Exercise instructions: Rewrite the material below, beginning at the line that has "Would you mind pinning the blue jeans in the photo below" and continuing through the end, with "wooden bench" changed to "stone bench" and nothing else altered.

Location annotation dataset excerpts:
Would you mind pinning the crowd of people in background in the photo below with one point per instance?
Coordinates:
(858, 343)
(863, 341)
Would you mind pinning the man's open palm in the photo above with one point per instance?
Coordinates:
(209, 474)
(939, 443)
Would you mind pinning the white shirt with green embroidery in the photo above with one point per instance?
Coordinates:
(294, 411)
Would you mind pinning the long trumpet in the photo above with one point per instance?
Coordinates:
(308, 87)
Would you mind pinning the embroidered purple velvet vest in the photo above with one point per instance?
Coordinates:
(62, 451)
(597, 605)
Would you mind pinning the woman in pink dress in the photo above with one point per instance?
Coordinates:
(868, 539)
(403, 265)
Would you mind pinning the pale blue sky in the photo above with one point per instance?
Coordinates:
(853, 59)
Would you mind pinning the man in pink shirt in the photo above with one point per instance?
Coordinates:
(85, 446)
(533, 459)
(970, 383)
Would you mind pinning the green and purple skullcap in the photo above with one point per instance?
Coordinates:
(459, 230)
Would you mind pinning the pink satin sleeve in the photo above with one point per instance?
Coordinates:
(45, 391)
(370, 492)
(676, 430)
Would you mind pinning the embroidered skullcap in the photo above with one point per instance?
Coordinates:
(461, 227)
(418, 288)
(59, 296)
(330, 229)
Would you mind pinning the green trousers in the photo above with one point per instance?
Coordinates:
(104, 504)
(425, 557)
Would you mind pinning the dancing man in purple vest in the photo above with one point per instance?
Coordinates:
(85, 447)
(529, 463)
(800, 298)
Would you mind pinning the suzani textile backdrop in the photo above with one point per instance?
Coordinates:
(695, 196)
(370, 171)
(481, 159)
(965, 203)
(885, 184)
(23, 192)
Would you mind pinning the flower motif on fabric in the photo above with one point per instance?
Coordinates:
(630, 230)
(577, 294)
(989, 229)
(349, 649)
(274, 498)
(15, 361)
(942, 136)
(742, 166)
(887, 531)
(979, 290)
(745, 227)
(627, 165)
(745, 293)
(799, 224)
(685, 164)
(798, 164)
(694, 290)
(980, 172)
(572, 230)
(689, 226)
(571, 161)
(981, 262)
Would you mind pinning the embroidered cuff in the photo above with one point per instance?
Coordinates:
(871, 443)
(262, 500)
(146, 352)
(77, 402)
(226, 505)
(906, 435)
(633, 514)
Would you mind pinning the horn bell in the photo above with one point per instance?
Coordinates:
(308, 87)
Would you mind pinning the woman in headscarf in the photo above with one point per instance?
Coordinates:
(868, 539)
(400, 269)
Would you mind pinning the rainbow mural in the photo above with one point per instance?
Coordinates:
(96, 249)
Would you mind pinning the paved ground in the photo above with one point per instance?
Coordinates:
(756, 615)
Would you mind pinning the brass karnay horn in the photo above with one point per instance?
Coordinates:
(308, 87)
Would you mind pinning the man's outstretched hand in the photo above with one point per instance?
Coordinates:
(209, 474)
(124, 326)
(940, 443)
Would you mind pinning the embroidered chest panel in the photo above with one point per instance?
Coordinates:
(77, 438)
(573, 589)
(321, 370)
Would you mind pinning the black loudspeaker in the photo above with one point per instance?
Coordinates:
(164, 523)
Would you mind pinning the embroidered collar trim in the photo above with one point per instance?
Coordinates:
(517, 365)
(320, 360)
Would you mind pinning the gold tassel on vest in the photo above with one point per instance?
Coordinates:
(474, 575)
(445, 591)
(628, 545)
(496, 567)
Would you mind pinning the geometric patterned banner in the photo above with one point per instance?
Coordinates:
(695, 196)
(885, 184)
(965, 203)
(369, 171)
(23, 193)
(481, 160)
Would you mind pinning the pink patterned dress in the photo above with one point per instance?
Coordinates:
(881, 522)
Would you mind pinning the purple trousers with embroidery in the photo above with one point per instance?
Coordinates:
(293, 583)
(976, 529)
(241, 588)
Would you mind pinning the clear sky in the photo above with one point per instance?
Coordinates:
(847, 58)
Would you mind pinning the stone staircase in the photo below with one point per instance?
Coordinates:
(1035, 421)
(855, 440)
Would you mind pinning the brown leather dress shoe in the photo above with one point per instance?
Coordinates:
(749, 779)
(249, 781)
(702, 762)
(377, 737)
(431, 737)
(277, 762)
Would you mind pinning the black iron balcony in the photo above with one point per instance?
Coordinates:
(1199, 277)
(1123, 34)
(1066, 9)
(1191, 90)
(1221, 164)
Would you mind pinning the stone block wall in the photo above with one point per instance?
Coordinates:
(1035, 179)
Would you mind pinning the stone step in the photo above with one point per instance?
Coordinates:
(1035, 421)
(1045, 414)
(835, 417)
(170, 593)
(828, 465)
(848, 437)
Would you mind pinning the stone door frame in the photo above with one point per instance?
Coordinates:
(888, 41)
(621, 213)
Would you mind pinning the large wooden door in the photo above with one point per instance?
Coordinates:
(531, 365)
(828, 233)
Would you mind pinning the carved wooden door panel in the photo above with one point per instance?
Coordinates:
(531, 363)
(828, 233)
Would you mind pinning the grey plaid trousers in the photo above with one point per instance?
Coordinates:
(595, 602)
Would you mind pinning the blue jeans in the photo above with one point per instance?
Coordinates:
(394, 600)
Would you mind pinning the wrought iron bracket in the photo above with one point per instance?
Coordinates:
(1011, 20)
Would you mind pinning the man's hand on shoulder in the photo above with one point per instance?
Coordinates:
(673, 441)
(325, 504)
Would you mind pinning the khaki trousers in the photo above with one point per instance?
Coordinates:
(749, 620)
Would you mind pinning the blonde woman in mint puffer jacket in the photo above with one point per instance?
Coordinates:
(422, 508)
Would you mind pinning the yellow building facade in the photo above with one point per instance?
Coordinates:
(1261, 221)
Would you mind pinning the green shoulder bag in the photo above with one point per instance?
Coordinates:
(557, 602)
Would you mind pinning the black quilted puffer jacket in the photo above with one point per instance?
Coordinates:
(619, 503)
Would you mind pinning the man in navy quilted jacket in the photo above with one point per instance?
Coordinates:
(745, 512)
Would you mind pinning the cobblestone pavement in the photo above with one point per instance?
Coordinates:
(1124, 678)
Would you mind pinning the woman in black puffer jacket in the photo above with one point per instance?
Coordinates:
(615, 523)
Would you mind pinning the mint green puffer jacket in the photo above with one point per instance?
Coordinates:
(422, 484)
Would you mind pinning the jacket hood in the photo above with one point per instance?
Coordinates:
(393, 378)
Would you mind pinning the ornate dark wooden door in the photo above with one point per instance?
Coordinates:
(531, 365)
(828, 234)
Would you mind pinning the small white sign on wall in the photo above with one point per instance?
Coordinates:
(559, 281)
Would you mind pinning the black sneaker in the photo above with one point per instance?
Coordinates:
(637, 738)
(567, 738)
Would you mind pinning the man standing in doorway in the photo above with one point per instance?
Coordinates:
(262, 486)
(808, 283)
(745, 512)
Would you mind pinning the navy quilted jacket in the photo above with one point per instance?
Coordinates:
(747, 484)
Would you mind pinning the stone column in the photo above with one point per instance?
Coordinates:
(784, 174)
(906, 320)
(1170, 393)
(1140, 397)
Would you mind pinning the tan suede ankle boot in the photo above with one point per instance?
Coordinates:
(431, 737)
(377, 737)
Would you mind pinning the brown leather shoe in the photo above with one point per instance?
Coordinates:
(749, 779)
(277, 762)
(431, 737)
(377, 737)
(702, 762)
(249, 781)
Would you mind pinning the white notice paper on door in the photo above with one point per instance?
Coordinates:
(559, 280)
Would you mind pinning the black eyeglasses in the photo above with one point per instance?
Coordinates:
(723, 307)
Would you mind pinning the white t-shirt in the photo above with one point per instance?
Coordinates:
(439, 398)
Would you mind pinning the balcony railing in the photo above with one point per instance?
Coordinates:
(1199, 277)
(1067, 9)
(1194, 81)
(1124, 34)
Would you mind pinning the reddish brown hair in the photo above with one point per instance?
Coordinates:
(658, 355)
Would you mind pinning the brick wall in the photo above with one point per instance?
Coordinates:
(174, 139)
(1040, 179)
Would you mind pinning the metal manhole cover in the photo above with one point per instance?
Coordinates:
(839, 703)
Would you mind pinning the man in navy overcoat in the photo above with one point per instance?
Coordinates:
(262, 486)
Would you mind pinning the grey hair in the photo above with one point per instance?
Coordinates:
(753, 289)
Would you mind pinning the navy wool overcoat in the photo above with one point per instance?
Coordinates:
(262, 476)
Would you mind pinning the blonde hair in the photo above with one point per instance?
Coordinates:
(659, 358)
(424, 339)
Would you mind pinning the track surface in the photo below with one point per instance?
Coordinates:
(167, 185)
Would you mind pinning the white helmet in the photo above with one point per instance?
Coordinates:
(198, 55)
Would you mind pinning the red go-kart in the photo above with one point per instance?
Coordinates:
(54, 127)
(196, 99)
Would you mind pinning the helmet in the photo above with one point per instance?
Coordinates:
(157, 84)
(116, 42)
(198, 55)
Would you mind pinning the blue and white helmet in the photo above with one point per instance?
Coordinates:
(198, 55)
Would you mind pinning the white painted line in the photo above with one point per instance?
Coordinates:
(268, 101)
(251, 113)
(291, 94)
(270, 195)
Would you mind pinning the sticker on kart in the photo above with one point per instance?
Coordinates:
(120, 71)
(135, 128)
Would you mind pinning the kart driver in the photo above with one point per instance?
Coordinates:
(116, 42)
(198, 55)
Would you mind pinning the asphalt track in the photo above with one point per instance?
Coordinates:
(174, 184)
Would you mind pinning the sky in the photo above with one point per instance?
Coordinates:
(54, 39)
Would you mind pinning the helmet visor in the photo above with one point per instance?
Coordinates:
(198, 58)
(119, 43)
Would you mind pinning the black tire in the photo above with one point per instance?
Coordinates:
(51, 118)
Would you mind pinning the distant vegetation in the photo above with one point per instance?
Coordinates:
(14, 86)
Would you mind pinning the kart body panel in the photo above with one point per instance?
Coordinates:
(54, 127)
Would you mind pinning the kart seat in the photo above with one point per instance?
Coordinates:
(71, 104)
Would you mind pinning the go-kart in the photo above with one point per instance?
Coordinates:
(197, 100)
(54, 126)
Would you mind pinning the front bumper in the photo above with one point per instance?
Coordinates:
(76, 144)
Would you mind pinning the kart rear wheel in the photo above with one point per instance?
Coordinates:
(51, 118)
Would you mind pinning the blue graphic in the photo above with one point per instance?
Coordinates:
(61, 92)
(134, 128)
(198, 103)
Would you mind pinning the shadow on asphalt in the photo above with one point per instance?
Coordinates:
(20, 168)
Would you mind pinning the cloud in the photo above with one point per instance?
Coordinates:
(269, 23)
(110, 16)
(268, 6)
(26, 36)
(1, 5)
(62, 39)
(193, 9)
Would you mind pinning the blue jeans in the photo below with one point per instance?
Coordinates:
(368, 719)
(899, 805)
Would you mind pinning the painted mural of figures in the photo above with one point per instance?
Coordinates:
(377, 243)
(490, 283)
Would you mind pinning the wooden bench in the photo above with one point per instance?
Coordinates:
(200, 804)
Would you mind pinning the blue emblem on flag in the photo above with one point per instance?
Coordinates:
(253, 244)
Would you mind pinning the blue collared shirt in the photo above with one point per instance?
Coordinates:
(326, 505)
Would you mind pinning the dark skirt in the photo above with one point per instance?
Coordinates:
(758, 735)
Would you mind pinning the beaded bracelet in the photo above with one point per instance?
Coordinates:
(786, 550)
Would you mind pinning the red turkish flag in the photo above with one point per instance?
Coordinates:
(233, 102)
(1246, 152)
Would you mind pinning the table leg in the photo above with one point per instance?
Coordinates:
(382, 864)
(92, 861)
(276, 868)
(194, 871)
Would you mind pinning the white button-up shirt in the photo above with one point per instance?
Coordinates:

Result for this exercise:
Would you mind pinning the blue jeans in the photo below with one point per instance?
Coordinates:
(368, 719)
(899, 805)
Would you mind pinning the painted mural of figures in the photo above with one point per instance?
Coordinates:
(377, 243)
(490, 283)
Would you mind pinning the stone bench in the photo above with one point per instance?
Coordinates:
(200, 804)
Would you mind pinning the blue emblem on flag in the photo above with one point per instance?
Coordinates:
(253, 244)
Would you mind pinning the blue collared shirt in the photo above with one point per instance?
Coordinates:
(326, 505)
Would you mind pinning the dark skirt in the photo above with one point per instance?
Coordinates:
(758, 735)
Would you mind pinning the beaded bracelet in the photo above with one point per instance?
Coordinates:
(786, 550)
Would you mind pinning the red turkish flag in the photo above with one point per instance?
Coordinates:
(233, 102)
(1246, 152)
Would you mind pinning the table leg in the photo above with one point per instance?
Coordinates:
(382, 864)
(92, 861)
(276, 868)
(194, 871)
Would you mind pinning the white button-up shirt in the photo above with one point per instance?
Coordinates:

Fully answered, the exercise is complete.